[Start of RECORDS FOR THIS EXERCISE]

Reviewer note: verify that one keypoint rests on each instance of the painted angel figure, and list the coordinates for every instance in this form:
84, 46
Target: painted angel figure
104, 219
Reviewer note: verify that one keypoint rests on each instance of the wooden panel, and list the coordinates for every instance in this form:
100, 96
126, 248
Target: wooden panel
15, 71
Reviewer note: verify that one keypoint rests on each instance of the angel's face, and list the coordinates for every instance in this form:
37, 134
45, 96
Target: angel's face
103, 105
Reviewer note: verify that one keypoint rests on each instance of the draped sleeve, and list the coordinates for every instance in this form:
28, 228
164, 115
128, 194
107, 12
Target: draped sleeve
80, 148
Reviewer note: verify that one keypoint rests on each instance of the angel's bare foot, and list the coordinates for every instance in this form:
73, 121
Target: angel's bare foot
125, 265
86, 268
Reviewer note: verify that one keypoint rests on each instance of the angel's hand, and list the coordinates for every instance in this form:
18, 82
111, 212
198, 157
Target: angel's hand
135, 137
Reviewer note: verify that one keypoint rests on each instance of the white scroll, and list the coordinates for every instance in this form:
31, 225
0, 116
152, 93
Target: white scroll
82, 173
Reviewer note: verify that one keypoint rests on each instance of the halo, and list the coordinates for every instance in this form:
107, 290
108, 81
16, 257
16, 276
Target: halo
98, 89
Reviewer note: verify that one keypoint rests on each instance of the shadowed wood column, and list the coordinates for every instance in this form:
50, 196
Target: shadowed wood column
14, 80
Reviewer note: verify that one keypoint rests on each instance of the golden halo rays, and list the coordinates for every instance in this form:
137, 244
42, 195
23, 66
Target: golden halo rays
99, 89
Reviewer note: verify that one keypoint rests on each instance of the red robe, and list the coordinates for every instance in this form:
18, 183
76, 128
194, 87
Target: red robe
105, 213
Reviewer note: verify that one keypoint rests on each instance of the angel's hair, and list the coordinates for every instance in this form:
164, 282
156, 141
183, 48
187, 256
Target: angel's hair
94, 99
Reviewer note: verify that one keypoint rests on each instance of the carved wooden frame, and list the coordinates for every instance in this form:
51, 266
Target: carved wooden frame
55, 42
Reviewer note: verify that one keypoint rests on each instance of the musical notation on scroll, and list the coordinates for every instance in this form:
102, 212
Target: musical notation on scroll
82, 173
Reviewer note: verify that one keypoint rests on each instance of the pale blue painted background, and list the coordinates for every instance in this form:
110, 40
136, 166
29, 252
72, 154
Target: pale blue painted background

[End of RECORDS FOR THIS EXERCISE]

### GIVEN EXERCISE
Rewrite everything from the line containing "angel's hair, and" down to the end of the data as a Markdown table with two columns, Row and Line. Number the rows and leave out any blank lines.

### WORKED SOLUTION
| Row | Line |
|---|---|
| 1 | Reviewer note: verify that one keypoint rests on each instance of the angel's hair, and list the coordinates for every instance in this form: |
| 2 | 164, 282 |
| 3 | 156, 141 |
| 4 | 183, 48 |
| 5 | 187, 256 |
| 6 | Target: angel's hair |
| 7 | 94, 99 |
| 8 | Reviewer note: verify that one keypoint rests on each instance of the carved wooden frame, and list the coordinates for every instance in this form: |
| 9 | 51, 266 |
| 10 | Target: carved wooden frame |
| 11 | 55, 42 |
| 12 | Reviewer note: verify that one keypoint rests on each instance of the musical notation on scroll, and list the coordinates for every instance in this form: |
| 13 | 102, 212 |
| 14 | Target: musical notation on scroll |
| 15 | 82, 173 |
| 16 | Reviewer note: verify that one keypoint rests on each instance of the pale blue painted background, and list the coordinates for every instance in this form: |
| 17 | 110, 40 |
| 18 | 136, 166 |
| 19 | 29, 252 |
| 20 | 72, 154 |
| 21 | Target: pale blue painted background |